YOUR ASSIGNMENT: Return every line from the records below with the string "riverbank".

RECORDS SHOWN:
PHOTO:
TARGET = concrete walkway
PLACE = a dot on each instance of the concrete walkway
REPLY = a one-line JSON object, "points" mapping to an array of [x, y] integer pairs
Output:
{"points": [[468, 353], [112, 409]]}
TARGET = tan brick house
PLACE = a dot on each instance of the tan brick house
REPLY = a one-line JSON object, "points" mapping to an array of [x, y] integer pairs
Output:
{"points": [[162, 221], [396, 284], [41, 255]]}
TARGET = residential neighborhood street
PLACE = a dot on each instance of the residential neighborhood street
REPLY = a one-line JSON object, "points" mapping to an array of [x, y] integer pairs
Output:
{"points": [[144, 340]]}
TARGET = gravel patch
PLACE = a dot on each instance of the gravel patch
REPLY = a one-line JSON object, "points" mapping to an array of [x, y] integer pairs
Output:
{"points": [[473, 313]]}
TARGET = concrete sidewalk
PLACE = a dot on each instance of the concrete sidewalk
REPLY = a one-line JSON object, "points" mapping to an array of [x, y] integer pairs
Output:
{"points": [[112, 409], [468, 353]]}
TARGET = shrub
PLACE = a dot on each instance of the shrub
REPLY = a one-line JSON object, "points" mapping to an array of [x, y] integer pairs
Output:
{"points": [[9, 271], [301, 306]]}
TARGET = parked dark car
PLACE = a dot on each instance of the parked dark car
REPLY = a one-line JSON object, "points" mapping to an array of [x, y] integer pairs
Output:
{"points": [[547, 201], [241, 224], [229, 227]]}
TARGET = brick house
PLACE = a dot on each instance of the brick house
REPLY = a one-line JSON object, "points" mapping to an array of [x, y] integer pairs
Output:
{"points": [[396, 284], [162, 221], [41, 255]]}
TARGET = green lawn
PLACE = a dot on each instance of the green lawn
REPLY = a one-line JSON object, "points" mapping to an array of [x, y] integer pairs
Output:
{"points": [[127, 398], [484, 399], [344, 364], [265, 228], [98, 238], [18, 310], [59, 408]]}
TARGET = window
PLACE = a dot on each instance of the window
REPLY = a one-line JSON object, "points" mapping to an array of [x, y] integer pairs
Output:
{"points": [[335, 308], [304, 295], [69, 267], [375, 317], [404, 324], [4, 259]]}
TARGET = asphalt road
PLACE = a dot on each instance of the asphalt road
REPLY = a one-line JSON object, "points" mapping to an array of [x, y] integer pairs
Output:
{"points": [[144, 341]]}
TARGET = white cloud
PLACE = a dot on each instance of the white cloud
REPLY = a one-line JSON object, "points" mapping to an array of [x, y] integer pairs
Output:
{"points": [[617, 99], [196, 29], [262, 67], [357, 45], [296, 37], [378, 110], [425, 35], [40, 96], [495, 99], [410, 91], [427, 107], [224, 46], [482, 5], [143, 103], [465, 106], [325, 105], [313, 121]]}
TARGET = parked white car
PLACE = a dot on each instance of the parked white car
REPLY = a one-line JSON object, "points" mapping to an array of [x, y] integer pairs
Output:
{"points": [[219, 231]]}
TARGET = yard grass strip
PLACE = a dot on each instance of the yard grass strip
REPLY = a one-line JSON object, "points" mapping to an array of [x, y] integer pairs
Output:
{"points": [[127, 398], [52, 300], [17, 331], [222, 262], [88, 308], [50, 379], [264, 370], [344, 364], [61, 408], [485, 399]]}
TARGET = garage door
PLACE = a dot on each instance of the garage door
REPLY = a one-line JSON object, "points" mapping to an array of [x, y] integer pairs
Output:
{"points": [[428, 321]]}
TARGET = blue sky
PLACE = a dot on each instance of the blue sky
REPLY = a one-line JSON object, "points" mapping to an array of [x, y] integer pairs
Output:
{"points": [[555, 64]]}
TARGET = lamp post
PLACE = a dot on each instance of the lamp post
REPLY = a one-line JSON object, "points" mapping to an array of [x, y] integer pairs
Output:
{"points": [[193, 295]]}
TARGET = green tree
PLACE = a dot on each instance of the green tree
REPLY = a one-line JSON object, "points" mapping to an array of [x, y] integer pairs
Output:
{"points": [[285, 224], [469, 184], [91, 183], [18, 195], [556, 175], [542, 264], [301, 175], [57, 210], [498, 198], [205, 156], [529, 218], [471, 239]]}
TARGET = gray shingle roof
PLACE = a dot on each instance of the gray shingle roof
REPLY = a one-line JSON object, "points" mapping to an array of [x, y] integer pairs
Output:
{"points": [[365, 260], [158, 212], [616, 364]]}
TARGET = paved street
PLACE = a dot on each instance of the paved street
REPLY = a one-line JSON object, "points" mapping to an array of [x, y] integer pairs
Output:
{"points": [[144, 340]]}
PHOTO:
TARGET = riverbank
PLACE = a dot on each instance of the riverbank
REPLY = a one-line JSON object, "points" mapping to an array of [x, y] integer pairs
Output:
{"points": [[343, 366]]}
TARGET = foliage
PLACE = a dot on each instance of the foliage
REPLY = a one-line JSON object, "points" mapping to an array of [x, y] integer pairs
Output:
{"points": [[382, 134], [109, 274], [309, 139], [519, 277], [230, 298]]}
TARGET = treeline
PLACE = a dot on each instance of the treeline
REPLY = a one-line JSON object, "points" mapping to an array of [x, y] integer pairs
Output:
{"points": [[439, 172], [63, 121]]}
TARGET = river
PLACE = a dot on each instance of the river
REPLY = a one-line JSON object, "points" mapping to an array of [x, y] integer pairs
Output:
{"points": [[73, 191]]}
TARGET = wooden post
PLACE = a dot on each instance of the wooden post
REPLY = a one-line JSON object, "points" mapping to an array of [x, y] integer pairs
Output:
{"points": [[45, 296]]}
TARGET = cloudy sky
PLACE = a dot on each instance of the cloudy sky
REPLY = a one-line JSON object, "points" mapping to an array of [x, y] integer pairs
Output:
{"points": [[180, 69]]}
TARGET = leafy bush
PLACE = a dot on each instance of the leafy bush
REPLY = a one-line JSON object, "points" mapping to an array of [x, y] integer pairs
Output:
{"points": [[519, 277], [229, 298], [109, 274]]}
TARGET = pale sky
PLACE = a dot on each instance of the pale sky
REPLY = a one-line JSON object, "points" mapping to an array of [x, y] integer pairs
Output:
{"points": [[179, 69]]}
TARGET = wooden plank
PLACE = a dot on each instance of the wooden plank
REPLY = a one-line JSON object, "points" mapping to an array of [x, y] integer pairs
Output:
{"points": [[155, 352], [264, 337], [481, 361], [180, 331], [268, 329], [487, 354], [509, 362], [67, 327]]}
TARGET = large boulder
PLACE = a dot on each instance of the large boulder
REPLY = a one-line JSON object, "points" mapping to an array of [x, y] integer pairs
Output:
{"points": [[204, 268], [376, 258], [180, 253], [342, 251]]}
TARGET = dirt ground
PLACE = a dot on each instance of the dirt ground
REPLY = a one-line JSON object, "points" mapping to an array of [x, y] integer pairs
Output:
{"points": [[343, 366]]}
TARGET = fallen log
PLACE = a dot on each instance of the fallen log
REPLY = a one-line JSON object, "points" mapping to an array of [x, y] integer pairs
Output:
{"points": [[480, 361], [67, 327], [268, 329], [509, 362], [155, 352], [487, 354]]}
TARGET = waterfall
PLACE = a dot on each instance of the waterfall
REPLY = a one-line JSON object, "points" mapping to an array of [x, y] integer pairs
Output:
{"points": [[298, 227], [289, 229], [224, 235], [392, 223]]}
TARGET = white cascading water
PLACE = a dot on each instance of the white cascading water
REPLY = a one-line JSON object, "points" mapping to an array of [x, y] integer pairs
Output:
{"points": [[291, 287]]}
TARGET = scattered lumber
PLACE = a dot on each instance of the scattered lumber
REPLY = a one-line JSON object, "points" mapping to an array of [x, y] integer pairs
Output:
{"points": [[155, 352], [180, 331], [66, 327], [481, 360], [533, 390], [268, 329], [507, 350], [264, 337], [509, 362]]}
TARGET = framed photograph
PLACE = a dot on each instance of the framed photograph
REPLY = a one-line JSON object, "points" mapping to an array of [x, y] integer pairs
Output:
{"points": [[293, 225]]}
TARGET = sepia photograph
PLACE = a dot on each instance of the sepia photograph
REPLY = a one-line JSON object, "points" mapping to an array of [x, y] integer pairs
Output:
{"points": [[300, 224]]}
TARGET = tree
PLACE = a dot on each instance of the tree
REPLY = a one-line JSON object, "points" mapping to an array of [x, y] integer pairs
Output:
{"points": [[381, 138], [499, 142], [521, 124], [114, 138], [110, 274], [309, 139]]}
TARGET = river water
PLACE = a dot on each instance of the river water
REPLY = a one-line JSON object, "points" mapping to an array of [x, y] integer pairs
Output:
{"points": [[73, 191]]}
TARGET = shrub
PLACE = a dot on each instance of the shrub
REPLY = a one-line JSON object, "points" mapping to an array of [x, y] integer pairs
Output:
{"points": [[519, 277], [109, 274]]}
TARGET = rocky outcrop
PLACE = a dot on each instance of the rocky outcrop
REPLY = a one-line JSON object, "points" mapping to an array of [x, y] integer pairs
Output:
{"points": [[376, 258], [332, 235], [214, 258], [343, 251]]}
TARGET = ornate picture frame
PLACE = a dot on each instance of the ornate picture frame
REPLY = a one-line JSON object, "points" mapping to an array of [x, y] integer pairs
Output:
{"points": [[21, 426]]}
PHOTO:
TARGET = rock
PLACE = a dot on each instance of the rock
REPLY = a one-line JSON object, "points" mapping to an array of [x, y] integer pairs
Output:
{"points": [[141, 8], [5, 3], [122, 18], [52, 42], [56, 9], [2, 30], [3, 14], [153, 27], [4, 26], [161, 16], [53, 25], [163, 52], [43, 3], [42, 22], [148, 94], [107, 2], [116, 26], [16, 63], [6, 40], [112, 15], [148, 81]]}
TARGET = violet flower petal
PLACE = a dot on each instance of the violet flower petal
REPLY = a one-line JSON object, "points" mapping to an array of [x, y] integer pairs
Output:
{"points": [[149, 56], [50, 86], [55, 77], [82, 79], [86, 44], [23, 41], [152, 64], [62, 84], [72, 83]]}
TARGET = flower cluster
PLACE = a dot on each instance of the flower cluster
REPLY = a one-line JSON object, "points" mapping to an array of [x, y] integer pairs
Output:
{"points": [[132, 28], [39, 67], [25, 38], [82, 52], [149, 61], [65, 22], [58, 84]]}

ANSWER:
TARGET = riverbank
PLACE = a dot on each instance of the riverbank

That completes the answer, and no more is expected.